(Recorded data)

━━━━━━━━━━━━━━━━━━━━━━━━━━━━━━

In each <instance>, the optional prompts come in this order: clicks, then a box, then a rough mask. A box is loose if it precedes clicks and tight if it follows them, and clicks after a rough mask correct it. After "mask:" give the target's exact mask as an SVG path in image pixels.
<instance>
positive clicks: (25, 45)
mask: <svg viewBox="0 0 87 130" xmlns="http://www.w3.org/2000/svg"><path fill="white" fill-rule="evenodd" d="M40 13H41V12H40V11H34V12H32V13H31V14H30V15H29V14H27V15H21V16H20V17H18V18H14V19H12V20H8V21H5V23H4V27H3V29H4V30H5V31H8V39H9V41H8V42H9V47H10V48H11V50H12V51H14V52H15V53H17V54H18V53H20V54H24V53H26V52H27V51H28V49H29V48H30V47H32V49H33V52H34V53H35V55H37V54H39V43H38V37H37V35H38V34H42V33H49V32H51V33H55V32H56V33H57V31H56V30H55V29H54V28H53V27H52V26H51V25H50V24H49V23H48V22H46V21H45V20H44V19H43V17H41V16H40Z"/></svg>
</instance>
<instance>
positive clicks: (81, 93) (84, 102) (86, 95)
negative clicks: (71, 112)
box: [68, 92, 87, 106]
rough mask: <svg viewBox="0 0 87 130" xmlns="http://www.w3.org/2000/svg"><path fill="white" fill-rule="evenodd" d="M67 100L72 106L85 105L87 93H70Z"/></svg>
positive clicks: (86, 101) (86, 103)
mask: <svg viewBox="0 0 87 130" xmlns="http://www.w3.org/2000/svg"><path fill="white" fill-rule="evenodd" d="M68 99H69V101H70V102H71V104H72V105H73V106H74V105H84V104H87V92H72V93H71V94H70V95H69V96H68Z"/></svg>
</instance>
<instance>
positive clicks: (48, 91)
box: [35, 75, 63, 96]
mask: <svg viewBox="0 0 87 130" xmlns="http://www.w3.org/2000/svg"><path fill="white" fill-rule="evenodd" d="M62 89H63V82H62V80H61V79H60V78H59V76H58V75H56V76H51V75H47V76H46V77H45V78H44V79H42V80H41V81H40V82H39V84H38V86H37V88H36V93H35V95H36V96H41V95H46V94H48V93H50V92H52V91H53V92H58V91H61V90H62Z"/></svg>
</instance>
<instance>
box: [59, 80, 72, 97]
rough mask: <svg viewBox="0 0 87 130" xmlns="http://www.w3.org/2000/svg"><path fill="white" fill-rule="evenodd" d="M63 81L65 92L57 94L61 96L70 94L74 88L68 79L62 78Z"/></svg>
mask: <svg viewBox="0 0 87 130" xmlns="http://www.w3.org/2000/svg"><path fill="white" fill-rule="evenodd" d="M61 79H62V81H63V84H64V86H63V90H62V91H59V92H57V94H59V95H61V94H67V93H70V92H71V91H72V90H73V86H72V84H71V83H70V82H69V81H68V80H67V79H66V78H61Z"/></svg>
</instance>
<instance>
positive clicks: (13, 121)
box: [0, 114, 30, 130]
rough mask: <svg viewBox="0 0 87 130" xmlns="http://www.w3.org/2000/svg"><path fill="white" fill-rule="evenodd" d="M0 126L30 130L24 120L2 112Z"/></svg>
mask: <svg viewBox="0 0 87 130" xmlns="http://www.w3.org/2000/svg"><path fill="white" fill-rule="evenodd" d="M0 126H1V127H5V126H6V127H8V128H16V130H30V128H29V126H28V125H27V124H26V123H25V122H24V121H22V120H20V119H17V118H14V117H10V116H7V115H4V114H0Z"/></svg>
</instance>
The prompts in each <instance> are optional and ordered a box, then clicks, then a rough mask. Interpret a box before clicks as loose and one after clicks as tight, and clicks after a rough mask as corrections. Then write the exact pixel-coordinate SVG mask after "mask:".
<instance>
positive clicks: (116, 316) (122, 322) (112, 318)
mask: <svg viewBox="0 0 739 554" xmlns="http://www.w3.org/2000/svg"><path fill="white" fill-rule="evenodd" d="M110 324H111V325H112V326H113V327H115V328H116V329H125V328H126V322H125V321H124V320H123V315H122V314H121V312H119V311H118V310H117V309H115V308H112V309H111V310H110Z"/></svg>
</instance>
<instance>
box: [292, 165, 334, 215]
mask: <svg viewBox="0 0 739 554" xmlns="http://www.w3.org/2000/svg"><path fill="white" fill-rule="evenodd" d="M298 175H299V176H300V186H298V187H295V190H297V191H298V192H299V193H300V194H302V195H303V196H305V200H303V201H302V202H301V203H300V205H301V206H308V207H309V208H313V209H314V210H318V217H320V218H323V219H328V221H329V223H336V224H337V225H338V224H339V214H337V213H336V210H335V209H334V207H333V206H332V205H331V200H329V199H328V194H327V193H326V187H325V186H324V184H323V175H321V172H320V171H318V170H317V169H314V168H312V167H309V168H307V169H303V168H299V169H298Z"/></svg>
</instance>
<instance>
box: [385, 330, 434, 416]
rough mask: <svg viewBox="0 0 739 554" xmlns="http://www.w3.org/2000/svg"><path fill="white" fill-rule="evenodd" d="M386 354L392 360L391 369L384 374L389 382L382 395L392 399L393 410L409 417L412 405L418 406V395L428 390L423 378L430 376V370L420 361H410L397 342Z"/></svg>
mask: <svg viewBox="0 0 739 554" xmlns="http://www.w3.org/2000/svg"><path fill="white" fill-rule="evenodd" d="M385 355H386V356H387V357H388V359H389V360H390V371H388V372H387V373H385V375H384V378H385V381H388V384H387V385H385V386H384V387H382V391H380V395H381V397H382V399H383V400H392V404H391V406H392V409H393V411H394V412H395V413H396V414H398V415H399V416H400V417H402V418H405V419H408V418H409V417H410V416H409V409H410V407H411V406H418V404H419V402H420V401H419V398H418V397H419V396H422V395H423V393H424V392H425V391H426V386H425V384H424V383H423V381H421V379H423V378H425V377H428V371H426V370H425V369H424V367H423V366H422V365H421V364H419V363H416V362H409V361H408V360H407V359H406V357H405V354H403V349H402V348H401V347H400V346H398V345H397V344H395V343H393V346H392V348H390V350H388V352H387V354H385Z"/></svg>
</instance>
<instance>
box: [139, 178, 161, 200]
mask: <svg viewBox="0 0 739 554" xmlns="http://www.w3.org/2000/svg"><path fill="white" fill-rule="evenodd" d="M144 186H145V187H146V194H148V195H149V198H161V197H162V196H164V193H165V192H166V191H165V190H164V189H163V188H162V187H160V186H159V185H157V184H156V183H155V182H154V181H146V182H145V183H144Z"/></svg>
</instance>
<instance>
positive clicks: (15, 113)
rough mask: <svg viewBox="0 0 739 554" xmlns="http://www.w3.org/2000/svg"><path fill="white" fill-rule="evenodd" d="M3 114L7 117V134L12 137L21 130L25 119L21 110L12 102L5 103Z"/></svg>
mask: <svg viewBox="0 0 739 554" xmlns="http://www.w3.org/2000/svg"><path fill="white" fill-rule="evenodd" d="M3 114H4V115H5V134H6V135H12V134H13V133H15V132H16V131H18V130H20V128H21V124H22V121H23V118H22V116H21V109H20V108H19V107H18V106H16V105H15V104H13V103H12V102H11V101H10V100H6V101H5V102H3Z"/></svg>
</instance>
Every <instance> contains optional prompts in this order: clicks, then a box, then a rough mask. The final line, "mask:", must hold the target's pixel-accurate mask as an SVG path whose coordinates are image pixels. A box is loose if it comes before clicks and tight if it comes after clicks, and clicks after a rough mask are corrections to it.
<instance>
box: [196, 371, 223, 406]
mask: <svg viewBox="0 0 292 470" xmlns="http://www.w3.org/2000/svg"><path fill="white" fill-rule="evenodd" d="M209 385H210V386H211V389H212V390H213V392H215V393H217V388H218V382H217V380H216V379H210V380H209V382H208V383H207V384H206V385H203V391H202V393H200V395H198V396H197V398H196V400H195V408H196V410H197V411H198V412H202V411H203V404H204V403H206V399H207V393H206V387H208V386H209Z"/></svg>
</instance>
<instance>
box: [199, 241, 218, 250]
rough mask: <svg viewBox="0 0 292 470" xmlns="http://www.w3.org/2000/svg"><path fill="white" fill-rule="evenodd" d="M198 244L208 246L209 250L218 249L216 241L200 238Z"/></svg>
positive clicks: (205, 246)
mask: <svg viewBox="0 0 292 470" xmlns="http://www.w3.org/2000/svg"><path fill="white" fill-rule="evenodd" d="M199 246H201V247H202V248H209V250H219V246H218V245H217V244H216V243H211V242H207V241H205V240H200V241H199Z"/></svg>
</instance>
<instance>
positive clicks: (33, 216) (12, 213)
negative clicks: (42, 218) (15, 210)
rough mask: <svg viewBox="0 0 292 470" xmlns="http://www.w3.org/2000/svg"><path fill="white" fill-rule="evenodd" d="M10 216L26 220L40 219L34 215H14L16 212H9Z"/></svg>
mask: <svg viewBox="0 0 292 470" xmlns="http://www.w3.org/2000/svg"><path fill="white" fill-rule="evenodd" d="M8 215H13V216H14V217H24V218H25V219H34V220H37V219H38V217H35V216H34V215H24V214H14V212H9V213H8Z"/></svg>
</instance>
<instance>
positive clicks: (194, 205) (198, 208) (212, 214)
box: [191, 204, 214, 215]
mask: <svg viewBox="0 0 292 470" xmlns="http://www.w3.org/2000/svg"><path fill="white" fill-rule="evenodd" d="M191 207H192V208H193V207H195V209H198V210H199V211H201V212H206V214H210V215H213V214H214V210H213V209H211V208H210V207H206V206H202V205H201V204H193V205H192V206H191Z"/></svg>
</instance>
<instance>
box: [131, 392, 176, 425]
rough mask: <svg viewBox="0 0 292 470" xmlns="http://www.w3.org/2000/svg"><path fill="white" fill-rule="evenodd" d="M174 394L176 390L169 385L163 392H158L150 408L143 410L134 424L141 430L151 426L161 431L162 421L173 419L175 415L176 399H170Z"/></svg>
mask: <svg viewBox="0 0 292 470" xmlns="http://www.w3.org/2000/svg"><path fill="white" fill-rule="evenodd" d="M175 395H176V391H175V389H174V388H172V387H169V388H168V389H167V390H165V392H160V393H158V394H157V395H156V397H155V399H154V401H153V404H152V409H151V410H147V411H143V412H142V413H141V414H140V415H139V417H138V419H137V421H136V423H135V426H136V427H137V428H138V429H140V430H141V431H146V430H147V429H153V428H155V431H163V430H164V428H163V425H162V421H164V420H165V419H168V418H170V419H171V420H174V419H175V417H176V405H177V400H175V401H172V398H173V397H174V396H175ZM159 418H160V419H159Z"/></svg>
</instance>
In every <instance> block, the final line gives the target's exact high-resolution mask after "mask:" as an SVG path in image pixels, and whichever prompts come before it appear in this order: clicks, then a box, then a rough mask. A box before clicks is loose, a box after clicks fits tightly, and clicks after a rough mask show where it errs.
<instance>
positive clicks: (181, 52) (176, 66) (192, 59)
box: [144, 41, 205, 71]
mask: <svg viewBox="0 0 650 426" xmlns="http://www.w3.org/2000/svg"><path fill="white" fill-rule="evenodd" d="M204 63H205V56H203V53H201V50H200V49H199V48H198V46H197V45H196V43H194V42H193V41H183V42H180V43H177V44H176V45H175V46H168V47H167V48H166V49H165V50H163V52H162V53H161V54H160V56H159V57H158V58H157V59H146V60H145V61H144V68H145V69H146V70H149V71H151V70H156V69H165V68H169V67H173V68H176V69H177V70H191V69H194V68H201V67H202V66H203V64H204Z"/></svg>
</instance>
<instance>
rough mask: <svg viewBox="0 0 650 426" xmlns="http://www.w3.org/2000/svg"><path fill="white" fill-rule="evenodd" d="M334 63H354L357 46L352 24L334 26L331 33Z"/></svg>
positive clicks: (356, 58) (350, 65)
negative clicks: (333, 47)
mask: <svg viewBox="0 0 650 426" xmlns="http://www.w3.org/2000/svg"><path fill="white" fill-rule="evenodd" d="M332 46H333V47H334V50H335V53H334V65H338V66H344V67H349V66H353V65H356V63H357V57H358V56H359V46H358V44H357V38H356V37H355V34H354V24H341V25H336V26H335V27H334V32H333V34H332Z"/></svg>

━━━━━━━━━━━━━━━━━━━━━━━━━━━━━━

## THE PROBLEM
Wherever "pixels" occurs in the records above, copy the line it sits in.

## SOLUTION TO THIS TASK
In each <instance>, the optional prompts come in this order: clicks, then a box, then a rough mask. A box is loose if it precedes clicks and tight if it follows them, and clicks after a rough mask correct it. After "mask:" give the target's exact mask as an SVG path in image pixels.
Every <instance> contains optional prompts in this order: clicks, then a box, then a rough mask. The final line, "mask:", must hold the target's pixel-accurate mask as an SVG path whose coordinates are image pixels. A box is loose if it comes before clicks and tight if it comes after clicks, and clicks after a rough mask are corrections to it.
In every <instance> block, the final line gives the target's exact high-resolution mask after "mask:" as an SVG path in image pixels, and whichever prompts come before it appear in this order: clicks, then a box, then a rough mask. A box before clicks is loose, a box after clicks fits tightly, and clicks after a rough mask show where it errs.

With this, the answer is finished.